- Stated goal -
Print every line of the items below verbatim, with nothing changed.

- Dataset entries -

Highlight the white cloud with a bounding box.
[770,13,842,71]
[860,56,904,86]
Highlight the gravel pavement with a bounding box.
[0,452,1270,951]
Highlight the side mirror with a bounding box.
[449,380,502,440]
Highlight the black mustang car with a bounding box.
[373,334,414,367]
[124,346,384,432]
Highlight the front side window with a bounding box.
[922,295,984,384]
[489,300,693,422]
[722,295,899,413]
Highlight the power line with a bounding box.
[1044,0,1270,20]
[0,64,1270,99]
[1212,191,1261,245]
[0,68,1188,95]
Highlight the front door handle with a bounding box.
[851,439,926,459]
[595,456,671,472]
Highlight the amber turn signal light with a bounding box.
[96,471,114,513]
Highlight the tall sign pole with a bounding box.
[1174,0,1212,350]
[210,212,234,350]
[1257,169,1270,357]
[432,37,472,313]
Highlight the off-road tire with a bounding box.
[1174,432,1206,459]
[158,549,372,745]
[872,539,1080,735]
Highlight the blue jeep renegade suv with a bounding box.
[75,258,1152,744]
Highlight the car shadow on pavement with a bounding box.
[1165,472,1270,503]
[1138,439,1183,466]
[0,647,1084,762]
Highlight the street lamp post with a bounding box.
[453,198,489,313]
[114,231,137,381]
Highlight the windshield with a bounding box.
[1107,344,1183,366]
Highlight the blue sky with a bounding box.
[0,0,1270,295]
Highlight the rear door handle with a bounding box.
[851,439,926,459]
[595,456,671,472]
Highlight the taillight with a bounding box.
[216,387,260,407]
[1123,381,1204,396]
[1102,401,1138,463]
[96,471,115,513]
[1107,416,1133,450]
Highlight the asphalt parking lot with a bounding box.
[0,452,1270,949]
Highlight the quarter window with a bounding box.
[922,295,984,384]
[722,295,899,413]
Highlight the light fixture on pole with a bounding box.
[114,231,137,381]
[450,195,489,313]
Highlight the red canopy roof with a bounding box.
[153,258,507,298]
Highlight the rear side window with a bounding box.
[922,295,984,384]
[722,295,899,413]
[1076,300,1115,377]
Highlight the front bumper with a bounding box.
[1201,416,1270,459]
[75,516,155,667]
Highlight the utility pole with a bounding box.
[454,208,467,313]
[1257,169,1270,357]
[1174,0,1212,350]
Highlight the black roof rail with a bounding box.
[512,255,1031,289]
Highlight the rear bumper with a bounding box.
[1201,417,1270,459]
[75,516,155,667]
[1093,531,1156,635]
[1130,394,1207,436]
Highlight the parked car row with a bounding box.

- Solved exercise -
Highlight the white cloud with a bounding box.
[770,13,842,71]
[860,56,904,86]
Highlight the gravel pavement with a bounding box.
[0,452,1270,951]
Highlight the side mirror with a bounding box.
[449,380,502,440]
Highlight the black mustang car with a bounding box.
[373,334,414,367]
[124,346,384,432]
Highlight the front side window with a bounding box.
[922,295,984,384]
[489,300,693,422]
[722,295,899,413]
Highlight the power line with a bounding box.
[1044,0,1270,20]
[0,64,1270,99]
[1212,191,1261,245]
[0,68,1188,95]
Highlight the front door handle with a bounding box.
[851,439,926,459]
[595,456,671,472]
Highlight the amber turn signal light with a bounding box.
[96,471,114,513]
Highlight the tall sign pole with a bounding box.
[1174,0,1212,350]
[210,212,234,350]
[1257,169,1270,357]
[432,37,472,313]
Highlight the off-road tire with a bounding box.
[1174,432,1206,459]
[158,549,372,745]
[872,539,1080,735]
Highlight the blue jeep renegade suv with a bounding box.
[75,258,1152,744]
Highlight the car shadow on pavement with a bounding box.
[1165,472,1270,503]
[1138,439,1183,466]
[0,647,1084,762]
Highlight the street lamp post with a bounding box.
[453,198,489,313]
[114,231,137,381]
Highlight the windshield with a bounding box.
[1107,344,1183,366]
Highlight the blue sky with a bounding box.
[0,0,1270,295]
Highlight the rear door handle with a bounding box.
[851,439,926,459]
[595,456,671,472]
Highlight the taillight with a bounding box.
[216,387,260,407]
[1123,381,1204,396]
[1102,401,1138,463]
[96,471,115,513]
[1107,416,1133,450]
Highlight the asphalt parking lot with a bounding box.
[0,452,1270,949]
Highlight the quarter window with a bounding box.
[922,295,984,384]
[722,295,899,413]
Highlight the light fixture on pole with a bounding box.
[114,231,137,381]
[450,195,489,313]
Highlight the red canopy roof with a bounding box.
[153,258,507,298]
Highlight the rear side window with a bounding box.
[922,295,984,384]
[722,295,899,413]
[1076,300,1115,377]
Highlight the front bumper with a bounding box.
[1201,416,1270,459]
[75,516,155,667]
Highlight the utility pole with a bounding box.
[454,208,467,313]
[1257,169,1270,357]
[1174,0,1212,350]
Highlight the black roof rail with a bounding box.
[512,255,1031,289]
Highlight the rear bumper with a bounding box.
[1201,417,1270,459]
[75,516,155,667]
[1093,531,1156,635]
[1130,394,1207,436]
Highlight the parked car row with a bounding box.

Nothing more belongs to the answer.